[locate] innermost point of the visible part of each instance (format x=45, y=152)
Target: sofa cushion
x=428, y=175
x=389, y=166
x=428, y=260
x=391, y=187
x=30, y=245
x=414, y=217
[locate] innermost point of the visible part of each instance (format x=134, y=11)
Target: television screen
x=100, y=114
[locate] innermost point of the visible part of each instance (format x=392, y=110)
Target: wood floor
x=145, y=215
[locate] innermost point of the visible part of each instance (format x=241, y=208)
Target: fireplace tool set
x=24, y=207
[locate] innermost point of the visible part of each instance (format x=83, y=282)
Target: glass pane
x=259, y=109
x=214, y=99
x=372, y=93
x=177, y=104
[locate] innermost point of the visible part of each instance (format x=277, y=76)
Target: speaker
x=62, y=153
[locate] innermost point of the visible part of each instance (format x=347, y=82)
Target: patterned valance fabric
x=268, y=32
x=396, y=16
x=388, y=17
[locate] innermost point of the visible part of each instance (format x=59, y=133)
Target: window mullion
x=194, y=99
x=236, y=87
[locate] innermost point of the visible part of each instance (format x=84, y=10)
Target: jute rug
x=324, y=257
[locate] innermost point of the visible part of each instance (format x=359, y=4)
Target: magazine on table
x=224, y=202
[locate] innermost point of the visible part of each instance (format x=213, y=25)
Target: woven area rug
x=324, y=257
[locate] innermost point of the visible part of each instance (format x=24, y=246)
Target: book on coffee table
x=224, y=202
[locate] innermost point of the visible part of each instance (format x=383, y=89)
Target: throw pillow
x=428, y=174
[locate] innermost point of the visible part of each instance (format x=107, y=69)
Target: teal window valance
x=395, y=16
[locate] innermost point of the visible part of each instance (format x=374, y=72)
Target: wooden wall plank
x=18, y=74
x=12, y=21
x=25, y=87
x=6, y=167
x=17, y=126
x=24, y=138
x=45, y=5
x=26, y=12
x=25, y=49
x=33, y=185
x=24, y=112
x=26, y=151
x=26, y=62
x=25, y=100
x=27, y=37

▶ [Instructions to follow] Recast all of the material above as a Markdown table with the columns Row and Text, putting each line in its own numbered row and leaving out any blank lines.

▶ [Written reply]
| Row | Text |
|---|---|
| 1 | [locate] innermost point of the visible part of each instance (format x=45, y=152) |
| 2 | Target: sofa cushion |
| 3 | x=428, y=175 |
| 4 | x=389, y=166 |
| 5 | x=428, y=260 |
| 6 | x=391, y=187 |
| 7 | x=30, y=245 |
| 8 | x=414, y=217 |
| 9 | [locate] innermost point of the visible part of each instance (format x=134, y=11) |
| 10 | Target: television screen |
| 11 | x=100, y=114 |
| 12 | [locate] innermost point of the visible part of each instance (format x=392, y=110) |
| 13 | Target: wood floor |
| 14 | x=145, y=215 |
| 15 | [locate] innermost point of the visible part of each instance (format x=241, y=208) |
| 16 | Target: fireplace tool set |
| 17 | x=24, y=207 |
| 18 | [locate] innermost point of the visible part of each instance (format x=83, y=282) |
| 19 | Target: glass pane |
| 20 | x=259, y=109 |
| 21 | x=214, y=99 |
| 22 | x=372, y=93 |
| 23 | x=177, y=104 |
| 24 | [locate] innermost point of the visible part of each instance (format x=277, y=76) |
| 25 | Target: speaker |
| 26 | x=62, y=153 |
| 27 | [locate] innermost point of the visible part of each instance (format x=347, y=82) |
| 28 | Target: patterned valance fabric |
| 29 | x=268, y=32 |
| 30 | x=396, y=16 |
| 31 | x=388, y=17 |
| 32 | [locate] innermost point of the visible part of each instance (format x=59, y=133) |
| 33 | Target: window mullion |
| 34 | x=194, y=99 |
| 35 | x=236, y=87 |
| 36 | [locate] innermost point of the visible part of each instance (format x=84, y=10) |
| 37 | Target: jute rug |
| 38 | x=324, y=257 |
| 39 | [locate] innermost point of the visible part of each instance (format x=359, y=4) |
| 40 | Target: magazine on table |
| 41 | x=224, y=202 |
| 42 | [locate] innermost point of the visible part of each instance (format x=213, y=25) |
| 43 | Target: woven area rug |
| 44 | x=324, y=257 |
| 45 | [locate] innermost point of the visible part of each instance (format x=24, y=246) |
| 46 | Target: book on coffee table |
| 47 | x=224, y=202 |
| 48 | [locate] innermost point of the visible part of each instance (format x=383, y=89) |
| 49 | Target: throw pillow |
| 50 | x=428, y=174 |
| 51 | [locate] innermost point of the visible part of each instance (format x=107, y=69) |
| 52 | Target: teal window valance |
| 53 | x=395, y=16 |
| 54 | [locate] innermost point of the visible part of each instance (format x=374, y=72) |
| 55 | Target: wooden wall plank |
| 56 | x=18, y=74 |
| 57 | x=12, y=21 |
| 58 | x=25, y=87 |
| 59 | x=6, y=167 |
| 60 | x=17, y=126 |
| 61 | x=24, y=138 |
| 62 | x=45, y=5 |
| 63 | x=26, y=12 |
| 64 | x=25, y=49 |
| 65 | x=33, y=185 |
| 66 | x=24, y=112 |
| 67 | x=26, y=151 |
| 68 | x=26, y=62 |
| 69 | x=25, y=100 |
| 70 | x=27, y=37 |